= What you should do =
Turn the entries as a JSON list of strings, one string per line with blank lines omitted. Include only the lines from the very first one through the line containing "positive clicks: (847, 244)".

= Data excerpts =
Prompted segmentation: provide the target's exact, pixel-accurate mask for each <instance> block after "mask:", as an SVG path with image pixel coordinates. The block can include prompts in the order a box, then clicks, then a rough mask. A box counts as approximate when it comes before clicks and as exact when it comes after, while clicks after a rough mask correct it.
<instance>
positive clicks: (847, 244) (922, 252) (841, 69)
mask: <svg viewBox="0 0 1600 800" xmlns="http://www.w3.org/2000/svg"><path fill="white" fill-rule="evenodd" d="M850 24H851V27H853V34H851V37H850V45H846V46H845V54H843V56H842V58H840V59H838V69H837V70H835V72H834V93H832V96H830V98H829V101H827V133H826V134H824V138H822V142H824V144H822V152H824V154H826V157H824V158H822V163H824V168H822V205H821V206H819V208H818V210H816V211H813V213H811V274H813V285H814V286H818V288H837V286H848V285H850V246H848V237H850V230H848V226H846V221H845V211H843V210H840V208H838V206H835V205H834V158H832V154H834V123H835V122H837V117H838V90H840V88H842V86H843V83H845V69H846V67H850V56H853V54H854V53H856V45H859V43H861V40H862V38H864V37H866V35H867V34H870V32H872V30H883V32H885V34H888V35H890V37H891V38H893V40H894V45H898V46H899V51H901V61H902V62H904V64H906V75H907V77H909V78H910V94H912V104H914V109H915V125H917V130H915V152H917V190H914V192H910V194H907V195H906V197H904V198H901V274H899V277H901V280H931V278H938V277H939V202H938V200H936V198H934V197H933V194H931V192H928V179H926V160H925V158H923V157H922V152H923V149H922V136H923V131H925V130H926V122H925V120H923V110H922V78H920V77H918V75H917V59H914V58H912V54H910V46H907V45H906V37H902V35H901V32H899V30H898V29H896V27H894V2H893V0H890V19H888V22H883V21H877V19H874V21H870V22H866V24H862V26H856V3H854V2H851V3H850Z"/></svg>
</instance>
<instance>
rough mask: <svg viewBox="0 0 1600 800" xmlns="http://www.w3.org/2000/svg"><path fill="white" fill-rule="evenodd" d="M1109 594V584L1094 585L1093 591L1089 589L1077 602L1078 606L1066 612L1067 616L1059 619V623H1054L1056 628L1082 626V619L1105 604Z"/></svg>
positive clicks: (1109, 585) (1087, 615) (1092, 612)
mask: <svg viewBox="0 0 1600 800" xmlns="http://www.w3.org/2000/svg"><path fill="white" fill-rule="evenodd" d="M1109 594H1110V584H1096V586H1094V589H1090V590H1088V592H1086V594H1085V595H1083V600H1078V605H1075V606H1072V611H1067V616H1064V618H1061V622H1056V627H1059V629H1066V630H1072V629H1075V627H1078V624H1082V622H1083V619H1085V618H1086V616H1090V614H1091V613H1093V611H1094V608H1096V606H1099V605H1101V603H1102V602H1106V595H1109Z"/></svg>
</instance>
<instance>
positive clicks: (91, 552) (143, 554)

= Answer for the task =
[
  "Prompted segmentation: provide the target's exact, pixel-accurate mask for each <instance> block after \"mask:\", as an SVG path with image pixel coordinates. The block can include prompts in the order a box, then clicks, then a rough mask. A box counts as approximate when it comes before clicks and as exact when it comes after, while clicks after a rough mask correct it.",
  "<instance>",
  "positive clicks: (847, 244) (922, 252) (841, 69)"
]